Text block:
· · ·

For network issue, this answer might help
http://mail-archives.apache.org/mod_mbox/flink-user/201907.mbox/%3cdb49d6f2-1a6b-490a-8502-edd9562b0163.yungao...@aliyun.com%3E
.

Thanks,
Zhu Zhu

Karthick Thanigaimani <kargold...@yahoo.com> 于2019年8月2日周五 下午5:34写道:

> Yes Zhu, the server is online and it didn't get died. So it looks like to
> be a network issue but we checked all other things like ports / SG etc
> which looks fine.
>
>
> On Friday, 2 August, 2019, 06:08:37 pm GMT+10, Zhu Zhu <reed...@gmail.com>
> wrote:
>
>
> Hi Karthick,
>
> Could you check whether the `lost` TM 'flink-taskmanager-b/<IP>2:6121' is
> still alive when the error is reported?
> If it is still alive then, this seems to be a network issue between
> 'flink-taskmanager-c:6121' and 'flink-taskmanager-b/<IP>2:6121'.
> Otherwise, it is needed to check why the TM exits, for internal
> failure(e.g. cancel timeout) or killed by other services(e.g. K8S). I'm not
> familiar with K8S so I'm not sure in which case the cluster may kill the TM.

· · ·

Stored rows:
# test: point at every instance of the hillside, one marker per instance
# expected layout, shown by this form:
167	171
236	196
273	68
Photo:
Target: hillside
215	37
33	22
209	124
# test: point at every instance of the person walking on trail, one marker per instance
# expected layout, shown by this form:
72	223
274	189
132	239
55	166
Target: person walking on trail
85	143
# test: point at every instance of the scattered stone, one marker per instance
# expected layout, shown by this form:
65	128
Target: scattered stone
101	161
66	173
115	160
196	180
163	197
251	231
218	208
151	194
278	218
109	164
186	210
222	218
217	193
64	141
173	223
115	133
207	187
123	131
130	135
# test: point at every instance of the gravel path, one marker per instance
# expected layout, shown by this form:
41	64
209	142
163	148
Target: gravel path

· · ·

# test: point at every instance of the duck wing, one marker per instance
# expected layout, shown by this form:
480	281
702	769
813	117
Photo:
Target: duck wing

· · ·

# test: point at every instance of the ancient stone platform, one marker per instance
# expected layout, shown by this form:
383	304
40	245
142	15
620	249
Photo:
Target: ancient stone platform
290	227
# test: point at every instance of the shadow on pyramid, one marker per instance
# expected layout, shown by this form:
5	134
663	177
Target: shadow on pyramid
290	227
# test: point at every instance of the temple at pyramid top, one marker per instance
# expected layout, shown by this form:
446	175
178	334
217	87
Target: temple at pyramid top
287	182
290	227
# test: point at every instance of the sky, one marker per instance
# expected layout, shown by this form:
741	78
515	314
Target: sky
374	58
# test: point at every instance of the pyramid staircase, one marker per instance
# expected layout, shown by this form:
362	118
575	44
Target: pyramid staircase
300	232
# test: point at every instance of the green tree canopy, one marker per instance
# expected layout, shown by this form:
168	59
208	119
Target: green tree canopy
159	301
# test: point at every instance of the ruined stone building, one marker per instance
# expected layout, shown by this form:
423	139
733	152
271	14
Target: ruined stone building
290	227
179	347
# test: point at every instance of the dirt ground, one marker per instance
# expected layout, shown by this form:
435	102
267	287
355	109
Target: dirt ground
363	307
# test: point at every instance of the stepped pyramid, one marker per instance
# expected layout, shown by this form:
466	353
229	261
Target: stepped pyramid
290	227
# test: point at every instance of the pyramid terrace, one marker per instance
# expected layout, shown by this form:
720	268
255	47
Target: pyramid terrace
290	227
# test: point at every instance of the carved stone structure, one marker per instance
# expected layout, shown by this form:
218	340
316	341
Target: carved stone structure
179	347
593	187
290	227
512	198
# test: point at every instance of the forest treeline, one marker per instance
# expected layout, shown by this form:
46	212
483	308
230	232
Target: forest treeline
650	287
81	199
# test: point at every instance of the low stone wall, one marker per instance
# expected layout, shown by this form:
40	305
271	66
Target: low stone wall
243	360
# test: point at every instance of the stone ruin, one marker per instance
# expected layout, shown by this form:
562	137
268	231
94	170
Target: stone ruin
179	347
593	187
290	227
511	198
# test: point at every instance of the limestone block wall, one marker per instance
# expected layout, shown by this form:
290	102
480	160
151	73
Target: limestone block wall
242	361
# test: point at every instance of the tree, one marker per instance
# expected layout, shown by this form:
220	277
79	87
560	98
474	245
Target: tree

· · ·

Exercise objective: In the Flink mailing-list thread, what two possible reasons does Zhu Zhu give for why a TM might exit?

Response to this exercise: An internal failure, such as a cancel timeout, or being killed by other services, such as K8S.